***** KUTIPAN TERPILIH *****
Telah merupakan kecenderungan kuat dari sementara universalis Hindu —atau dari agama manapun— untuk tidak memisah-misahkan atau membeda-bedakan manusia, hanya lewat tampilan fisikal yang superfisial saja; seperti yang juga ditekankan oleh Krishnamurti. Ini merupakan manifestasi dari ajaran Upanishad yang lebih akrab dengan kita sebagai ‘tat tvam asi’.
Sebetulnya dari nama beliau saja, telah diperoleh gambaran jelas tentang dasar atau latar-belakang keyakinan beliau.
Demikianlah
beberapa pokok ajarannya yang terlihat secara terbatas, hanya dari apa yang
dikompilasi oleh “Krishnamurti Foundation of America” itu saja, tapi sudah
cukup memberi gambaran akan bagaimana seorang Krishnamurti ‘membahasakan’
Hinduisme.
UNIVERSAL DAN MULAINYA TINGGI.
***** INFORMASI YANG DIBERIKAN *****
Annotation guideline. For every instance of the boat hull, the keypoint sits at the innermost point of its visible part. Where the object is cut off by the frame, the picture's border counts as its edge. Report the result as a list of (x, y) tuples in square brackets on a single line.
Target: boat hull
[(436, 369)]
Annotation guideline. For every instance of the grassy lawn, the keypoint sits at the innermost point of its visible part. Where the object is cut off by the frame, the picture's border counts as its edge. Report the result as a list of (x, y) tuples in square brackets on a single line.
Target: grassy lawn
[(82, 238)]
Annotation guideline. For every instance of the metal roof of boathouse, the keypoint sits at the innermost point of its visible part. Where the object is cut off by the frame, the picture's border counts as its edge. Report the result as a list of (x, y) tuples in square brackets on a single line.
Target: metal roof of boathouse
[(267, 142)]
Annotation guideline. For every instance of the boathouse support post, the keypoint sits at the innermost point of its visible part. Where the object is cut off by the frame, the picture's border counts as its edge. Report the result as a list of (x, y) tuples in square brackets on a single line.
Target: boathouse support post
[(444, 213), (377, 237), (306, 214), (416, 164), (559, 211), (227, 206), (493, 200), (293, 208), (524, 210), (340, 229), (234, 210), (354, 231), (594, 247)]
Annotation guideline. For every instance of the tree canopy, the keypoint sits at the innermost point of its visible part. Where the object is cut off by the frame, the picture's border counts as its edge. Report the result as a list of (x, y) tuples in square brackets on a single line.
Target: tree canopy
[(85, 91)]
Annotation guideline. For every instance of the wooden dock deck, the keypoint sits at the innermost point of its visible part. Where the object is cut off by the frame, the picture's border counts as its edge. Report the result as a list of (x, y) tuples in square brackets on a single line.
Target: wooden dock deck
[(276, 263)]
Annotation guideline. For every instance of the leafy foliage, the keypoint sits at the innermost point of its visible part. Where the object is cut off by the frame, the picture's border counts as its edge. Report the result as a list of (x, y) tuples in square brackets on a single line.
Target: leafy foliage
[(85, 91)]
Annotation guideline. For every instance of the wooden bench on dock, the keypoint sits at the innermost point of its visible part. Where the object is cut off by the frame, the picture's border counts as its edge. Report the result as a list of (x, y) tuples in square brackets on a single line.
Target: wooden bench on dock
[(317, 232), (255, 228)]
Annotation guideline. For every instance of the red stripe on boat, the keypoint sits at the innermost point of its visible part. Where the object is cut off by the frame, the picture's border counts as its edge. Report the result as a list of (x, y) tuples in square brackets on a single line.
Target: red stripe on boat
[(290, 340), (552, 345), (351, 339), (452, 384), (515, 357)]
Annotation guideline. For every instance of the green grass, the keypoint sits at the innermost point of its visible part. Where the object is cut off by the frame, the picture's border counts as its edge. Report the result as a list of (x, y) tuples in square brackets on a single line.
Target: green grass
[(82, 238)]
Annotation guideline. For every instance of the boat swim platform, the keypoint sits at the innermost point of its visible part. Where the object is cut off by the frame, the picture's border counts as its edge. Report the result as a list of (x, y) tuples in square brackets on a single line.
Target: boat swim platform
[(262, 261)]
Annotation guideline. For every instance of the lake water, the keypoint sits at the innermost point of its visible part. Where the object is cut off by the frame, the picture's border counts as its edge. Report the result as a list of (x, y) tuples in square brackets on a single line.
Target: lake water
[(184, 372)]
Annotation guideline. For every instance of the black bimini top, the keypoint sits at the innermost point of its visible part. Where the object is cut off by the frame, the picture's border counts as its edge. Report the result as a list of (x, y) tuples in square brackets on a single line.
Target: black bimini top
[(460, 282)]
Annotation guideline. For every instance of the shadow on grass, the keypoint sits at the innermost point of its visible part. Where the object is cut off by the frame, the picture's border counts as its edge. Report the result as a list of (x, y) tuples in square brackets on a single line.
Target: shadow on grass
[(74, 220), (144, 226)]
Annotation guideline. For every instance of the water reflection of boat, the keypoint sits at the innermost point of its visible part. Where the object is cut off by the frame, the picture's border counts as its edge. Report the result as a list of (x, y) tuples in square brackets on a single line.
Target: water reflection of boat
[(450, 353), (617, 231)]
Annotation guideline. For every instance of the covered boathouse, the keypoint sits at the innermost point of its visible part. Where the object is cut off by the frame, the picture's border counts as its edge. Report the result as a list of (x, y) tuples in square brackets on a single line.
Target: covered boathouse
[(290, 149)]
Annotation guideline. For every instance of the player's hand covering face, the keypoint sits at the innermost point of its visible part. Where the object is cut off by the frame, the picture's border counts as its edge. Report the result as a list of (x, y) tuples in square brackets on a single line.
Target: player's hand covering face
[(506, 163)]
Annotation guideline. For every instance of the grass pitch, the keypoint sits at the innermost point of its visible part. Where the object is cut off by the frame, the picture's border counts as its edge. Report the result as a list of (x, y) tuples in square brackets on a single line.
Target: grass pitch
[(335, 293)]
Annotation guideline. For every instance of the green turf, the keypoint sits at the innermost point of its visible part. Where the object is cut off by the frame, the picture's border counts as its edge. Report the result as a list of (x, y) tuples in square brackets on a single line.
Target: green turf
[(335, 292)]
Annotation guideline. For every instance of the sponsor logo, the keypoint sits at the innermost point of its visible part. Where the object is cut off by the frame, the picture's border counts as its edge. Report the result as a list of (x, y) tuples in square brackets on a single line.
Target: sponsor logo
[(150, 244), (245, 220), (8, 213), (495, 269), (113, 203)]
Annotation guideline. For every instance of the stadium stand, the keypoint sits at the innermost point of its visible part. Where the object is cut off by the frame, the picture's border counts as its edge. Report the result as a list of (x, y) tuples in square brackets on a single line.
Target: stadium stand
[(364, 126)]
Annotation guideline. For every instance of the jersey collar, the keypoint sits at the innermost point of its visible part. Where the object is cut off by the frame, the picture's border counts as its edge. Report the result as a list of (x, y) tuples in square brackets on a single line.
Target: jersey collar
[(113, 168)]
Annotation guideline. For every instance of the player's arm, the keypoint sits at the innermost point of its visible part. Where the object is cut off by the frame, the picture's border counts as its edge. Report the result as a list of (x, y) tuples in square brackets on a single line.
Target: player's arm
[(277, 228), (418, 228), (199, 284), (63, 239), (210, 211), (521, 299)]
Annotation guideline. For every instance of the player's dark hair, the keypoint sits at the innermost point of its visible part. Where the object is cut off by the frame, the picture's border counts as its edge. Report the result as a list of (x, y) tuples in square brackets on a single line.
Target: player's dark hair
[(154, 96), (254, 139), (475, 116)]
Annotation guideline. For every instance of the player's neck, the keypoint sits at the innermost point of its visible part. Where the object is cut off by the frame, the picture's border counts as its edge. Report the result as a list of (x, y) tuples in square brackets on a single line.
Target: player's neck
*****
◆ TUGAS ANDA ◆
• 1. Dalam kutipan tentang Krishnamurti, ajaran Upanishad itu disebut lebih akrab dengan kita sebagai apa?
• 2. Ringkaslah kutipan tentang Krishnamurti dalam dua kalimat.
• 3. Tulis kembali bagian kutipan tentang Krishnamurti antara "Telah merupakan kecenderungan" dan "sebagai ‘tat tvam asi’.", termasuk keduanya, dan gantilah "manusia" dengan "insan".

◆ JAWABAN YANG DIHARAPKAN ◆
• 1. Ajaran Upanishad itu lebih akrab dengan kita sebagai ‘tat tvam asi’.

• 2. Sebagian universalis Hindu, atau penganut agama mana pun, cenderung kuat untuk tidak membeda-bedakan manusia hanya lewat tampilan fisik yang superfisial, seperti juga ditekankan oleh Krishnamurti, dan hal ini merupakan manifestasi ajaran Upanishad ‘tat tvam asi’. Beberapa pokok ajaran yang dikompilasi oleh “Krishnamurti Foundation of America” memang terbatas, tetapi sudah cukup menggambarkan bagaimana Krishnamurti ‘membahasakan’ Hinduisme.

• 3.
Telah merupakan kecenderungan kuat dari sementara universalis Hindu —atau dari agama manapun— untuk tidak memisah-misahkan atau membeda-bedakan insan, hanya lewat tampilan fisikal yang superfisial saja; seperti yang juga ditekankan oleh Krishnamurti. Ini merupakan manifestasi dari ajaran Upanishad yang lebih akrab dengan kita sebagai ‘tat tvam asi’.